Salin persis bagian artikel tentang sampah makanan, dimulai dari "REPUBLIKA.CO.ID, JAKARTA -- Badan" sampai dengan "gizi yang kuat.", kedua bagian itu ikut disalin.

• KUTIPAN TEKS:

########

Jumat 02 Dec 2022 13:10 WIB

Badan Pangan Soroti Masalah Sampah Makanan

Sampah makanan masih jadi tantangan di tengah isu-isu gizi buruk.

Rep: Dedy Darmawan Nasution/ Red: Dwi Murdaningsih
Sampah makanan (ilustrasi)
Foto: Freepik
Sampah makanan (ilustrasi)

REPUBLIKA.CO.ID, JAKARTA -- Badan Pangan Nasional (NFA) bakal turun tangan untuk melakukan pembenahan sistem kewaspadaan pangan dan gizi demi menurunkan angka stunting di Indonesia yang saat ini mencapai 24,4 persen. Salah satunya dengan menurunkan food waste atau sampah makanan sehingga konsumsi terhadap pangan yang tersedia dapat optimal dan lebih merata.

Adapun, data Kementerian Lingkungan Hidup dan Kehutanan (KLHK) pada tahun 2021, mencatat volume sampah di Indonesia mencapai 68,5 juta ton. Tahun 2022 diprediksi naik mencapai 70 juta ton.

Baca Juga

Deputi Bidang Kerawanan Pangan dan Gizi, NFA, Nyoto Suwignyo, mengatakan, Pembangunan sumber daya manusia yang sehat, aktif, dan produktif menghadapi tantangan yang cukup besar. Stunting, food waste atau kemubaziran pangan hingga gizi buruk merupakan sebagian tantangan yang dihadapi dan menuntut kewaspadaan pangan dan gizi yang kuat.

########

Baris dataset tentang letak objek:
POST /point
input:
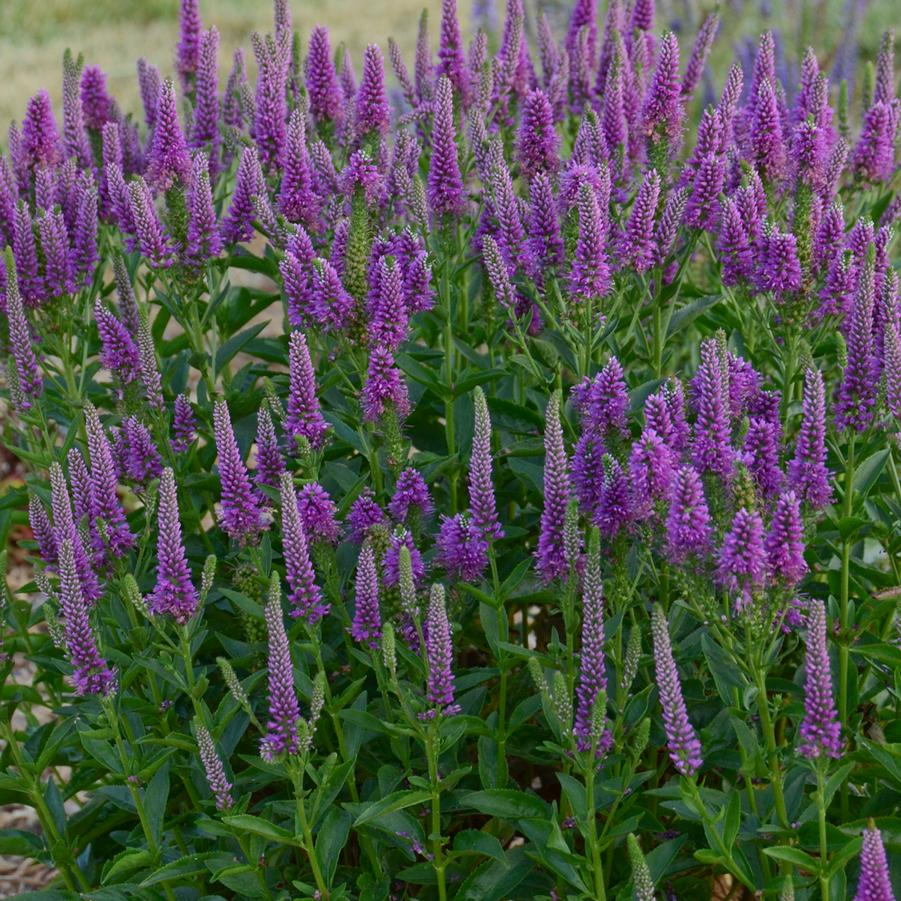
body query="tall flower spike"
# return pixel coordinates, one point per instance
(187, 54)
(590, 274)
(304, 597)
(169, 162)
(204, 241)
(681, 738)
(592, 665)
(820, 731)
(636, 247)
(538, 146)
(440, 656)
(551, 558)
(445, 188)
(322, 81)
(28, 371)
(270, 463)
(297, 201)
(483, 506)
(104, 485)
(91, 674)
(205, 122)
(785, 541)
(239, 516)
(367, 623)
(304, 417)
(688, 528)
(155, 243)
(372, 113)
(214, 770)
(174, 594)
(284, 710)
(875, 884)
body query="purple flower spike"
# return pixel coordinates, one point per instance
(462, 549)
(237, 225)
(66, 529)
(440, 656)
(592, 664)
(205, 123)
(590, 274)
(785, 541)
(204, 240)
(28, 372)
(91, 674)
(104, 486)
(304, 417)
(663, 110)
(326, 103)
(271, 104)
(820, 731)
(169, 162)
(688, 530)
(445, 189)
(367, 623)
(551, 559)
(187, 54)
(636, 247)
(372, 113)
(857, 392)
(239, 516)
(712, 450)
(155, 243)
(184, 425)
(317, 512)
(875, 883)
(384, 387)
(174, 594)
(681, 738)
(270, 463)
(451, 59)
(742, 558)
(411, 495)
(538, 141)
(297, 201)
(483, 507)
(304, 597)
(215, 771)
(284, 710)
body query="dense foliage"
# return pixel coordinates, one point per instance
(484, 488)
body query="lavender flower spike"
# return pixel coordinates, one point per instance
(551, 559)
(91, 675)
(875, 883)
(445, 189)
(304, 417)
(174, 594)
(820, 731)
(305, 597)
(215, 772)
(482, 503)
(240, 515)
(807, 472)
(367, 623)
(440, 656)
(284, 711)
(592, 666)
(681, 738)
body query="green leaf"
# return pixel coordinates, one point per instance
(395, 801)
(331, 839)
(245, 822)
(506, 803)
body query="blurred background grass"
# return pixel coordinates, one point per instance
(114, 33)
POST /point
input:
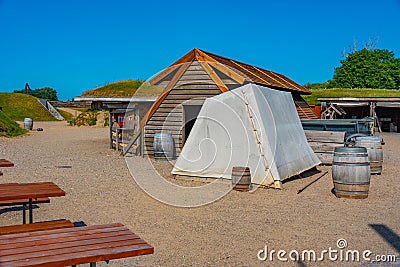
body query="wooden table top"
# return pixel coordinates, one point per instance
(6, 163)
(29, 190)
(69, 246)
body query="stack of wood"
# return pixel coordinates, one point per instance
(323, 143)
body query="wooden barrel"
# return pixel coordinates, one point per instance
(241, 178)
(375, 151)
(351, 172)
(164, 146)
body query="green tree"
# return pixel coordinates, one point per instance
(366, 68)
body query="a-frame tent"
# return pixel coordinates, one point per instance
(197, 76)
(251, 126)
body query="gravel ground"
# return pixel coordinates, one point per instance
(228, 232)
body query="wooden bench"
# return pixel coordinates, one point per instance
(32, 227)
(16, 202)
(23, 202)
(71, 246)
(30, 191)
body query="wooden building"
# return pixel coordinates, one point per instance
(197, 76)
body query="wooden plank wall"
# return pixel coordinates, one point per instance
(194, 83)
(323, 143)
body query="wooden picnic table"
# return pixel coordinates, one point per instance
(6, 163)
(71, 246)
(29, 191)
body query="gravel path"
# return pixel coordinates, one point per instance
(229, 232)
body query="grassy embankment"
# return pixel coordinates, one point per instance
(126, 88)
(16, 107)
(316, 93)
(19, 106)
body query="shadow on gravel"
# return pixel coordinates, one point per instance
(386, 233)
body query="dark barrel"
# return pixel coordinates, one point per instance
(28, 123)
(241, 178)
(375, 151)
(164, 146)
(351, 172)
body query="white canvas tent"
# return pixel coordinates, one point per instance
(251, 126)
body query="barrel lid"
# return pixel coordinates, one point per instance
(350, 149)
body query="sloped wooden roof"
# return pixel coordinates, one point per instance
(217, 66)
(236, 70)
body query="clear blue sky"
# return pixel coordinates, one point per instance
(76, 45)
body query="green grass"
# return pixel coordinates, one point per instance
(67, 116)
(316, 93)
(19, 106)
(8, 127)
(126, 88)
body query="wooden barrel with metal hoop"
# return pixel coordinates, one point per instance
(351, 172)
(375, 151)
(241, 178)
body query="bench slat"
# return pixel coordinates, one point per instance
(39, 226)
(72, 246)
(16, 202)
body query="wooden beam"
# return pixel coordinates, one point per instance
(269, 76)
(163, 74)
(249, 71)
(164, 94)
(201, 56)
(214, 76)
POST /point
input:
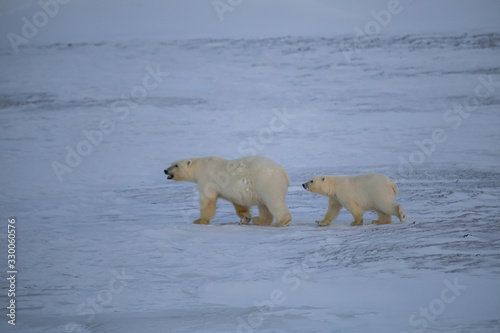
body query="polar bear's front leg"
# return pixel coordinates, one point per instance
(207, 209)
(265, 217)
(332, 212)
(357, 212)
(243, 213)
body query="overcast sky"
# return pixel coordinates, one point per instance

########

• JAWABAN:
REPUBLIKA.CO.ID, JAKARTA -- Badan Pangan Nasional (NFA) bakal turun tangan untuk melakukan pembenahan sistem kewaspadaan pangan dan gizi demi menurunkan angka stunting di Indonesia yang saat ini mencapai 24,4 persen. Salah satunya dengan menurunkan food waste atau sampah makanan sehingga konsumsi terhadap pangan yang tersedia dapat optimal dan lebih merata.

Adapun, data Kementerian Lingkungan Hidup dan Kehutanan (KLHK) pada tahun 2021, mencatat volume sampah di Indonesia mencapai 68,5 juta ton. Tahun 2022 diprediksi naik mencapai 70 juta ton.

Baca Juga

Deputi Bidang Kerawanan Pangan dan Gizi, NFA, Nyoto Suwignyo, mengatakan, Pembangunan sumber daya manusia yang sehat, aktif, dan produktif menghadapi tantangan yang cukup besar. Stunting, food waste atau kemubaziran pangan hingga gizi buruk merupakan sebagian tantangan yang dihadapi dan menuntut kewaspadaan pangan dan gizi yang kuat.